#### Problem statement:
Rewrite the part of the records that opens with the line containing "Locate every instance of snow on" and runs through the last line, requests included, offsetting every coordinate in the answers by 83 and leaving the requests unchanged.

#### Source material:
* * * * *

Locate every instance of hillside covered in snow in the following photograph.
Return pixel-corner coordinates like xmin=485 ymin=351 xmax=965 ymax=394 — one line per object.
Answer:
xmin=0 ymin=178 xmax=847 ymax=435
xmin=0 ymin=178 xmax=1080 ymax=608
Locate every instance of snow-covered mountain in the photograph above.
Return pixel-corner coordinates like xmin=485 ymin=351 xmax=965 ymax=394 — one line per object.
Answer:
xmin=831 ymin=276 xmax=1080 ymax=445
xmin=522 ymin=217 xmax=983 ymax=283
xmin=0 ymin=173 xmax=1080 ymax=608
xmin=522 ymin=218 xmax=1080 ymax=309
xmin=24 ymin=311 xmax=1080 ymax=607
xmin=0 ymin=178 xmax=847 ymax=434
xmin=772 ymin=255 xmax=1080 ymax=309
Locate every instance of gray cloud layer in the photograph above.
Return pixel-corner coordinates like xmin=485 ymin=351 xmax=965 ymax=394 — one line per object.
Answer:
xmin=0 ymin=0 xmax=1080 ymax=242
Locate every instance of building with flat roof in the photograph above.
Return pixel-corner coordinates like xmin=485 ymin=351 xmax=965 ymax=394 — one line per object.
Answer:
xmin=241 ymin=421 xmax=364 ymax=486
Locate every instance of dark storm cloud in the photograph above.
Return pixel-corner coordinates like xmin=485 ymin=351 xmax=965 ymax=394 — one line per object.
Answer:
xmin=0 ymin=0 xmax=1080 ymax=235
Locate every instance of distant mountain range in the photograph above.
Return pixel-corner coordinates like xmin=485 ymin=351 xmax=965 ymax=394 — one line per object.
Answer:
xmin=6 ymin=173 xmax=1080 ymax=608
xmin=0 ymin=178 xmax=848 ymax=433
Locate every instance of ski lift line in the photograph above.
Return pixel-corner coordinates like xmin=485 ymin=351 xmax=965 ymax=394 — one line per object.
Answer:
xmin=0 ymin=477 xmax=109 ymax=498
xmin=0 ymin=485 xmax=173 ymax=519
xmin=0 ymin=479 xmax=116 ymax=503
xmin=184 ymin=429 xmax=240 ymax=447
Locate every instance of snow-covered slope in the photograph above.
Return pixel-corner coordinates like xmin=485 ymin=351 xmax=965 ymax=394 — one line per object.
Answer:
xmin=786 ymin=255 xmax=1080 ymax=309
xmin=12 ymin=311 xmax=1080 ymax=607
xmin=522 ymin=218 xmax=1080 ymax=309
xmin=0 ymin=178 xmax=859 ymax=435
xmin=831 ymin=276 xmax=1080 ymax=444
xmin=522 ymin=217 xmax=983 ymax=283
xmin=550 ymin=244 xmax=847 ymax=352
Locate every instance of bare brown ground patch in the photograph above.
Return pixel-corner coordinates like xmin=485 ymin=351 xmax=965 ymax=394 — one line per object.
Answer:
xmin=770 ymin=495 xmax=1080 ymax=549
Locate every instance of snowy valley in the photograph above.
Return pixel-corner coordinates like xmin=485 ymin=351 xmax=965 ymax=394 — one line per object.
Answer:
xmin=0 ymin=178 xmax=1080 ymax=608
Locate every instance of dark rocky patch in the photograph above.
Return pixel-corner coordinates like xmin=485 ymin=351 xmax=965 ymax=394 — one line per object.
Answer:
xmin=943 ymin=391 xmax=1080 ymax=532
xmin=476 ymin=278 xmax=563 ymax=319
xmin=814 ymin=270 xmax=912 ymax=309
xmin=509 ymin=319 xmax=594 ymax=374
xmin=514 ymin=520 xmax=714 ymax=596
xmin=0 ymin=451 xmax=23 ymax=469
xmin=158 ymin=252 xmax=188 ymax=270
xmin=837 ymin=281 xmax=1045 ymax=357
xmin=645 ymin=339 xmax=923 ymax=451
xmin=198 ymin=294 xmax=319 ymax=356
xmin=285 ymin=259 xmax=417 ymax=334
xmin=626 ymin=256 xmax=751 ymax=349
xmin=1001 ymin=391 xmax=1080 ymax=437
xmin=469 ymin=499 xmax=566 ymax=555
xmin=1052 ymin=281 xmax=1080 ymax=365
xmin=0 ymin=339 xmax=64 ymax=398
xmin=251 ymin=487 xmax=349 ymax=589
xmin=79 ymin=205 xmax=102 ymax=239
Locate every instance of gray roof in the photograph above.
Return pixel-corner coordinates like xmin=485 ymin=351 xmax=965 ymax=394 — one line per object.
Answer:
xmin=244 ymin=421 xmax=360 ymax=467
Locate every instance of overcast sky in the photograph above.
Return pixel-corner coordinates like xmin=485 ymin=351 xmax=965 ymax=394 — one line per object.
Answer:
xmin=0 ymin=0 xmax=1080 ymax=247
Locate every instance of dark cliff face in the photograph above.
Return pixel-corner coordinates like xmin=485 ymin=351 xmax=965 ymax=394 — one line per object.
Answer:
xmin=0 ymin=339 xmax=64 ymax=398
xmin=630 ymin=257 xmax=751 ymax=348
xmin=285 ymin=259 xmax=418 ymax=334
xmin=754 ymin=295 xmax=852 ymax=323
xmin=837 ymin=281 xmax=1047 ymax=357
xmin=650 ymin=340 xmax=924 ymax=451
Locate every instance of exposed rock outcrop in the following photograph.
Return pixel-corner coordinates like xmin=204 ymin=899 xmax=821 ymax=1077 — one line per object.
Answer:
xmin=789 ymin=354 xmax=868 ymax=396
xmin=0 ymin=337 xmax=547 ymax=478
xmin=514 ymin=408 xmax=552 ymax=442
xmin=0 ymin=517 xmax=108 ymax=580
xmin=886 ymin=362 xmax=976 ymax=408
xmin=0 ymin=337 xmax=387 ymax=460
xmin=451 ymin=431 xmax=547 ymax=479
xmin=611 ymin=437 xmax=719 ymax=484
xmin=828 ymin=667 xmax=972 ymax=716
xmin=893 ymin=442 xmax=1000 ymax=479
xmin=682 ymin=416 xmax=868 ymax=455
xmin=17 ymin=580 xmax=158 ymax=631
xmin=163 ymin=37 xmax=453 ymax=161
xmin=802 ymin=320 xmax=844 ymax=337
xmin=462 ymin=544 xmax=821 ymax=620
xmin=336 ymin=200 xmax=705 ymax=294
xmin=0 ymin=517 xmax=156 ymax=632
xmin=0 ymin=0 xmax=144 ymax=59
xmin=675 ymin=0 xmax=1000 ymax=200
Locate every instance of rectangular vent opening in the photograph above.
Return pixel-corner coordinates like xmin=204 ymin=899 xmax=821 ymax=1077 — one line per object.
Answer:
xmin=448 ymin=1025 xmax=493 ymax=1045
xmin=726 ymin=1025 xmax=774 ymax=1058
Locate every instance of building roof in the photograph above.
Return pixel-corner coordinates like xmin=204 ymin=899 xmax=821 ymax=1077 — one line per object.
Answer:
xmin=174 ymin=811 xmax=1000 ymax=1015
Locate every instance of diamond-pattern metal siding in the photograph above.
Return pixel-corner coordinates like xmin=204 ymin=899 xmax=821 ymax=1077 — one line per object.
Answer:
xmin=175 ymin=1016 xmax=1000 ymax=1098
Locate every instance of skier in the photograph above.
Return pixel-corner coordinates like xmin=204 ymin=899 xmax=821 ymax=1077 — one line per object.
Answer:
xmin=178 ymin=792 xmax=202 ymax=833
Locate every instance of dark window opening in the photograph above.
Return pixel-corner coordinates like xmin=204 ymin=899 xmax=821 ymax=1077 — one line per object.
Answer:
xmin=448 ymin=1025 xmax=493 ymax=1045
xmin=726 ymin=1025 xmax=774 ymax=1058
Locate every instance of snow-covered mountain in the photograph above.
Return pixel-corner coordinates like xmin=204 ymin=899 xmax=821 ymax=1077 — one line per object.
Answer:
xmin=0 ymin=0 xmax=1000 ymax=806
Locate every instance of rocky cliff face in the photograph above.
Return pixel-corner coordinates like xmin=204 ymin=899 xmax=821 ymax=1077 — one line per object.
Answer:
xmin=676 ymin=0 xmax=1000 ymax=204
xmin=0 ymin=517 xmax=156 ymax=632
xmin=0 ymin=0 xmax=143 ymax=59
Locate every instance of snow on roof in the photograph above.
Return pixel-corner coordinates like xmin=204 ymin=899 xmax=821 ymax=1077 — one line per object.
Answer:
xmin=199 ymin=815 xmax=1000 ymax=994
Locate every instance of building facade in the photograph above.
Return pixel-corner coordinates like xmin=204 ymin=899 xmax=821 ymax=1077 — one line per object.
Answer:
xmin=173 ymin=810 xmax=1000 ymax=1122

* * * * *

#### Problem solution:
Locate every instance of snow on roof in the photograph above.
Return pixel-corner coordinates like xmin=204 ymin=899 xmax=821 ymax=1077 — one line per object.
Answer:
xmin=282 ymin=898 xmax=1083 ymax=1077
Locate every instance of building facade in the photograph above.
Return pixel-corner coordinates like xmin=204 ymin=899 xmax=821 ymax=1077 — one line per object.
Answer:
xmin=256 ymin=893 xmax=1083 ymax=1205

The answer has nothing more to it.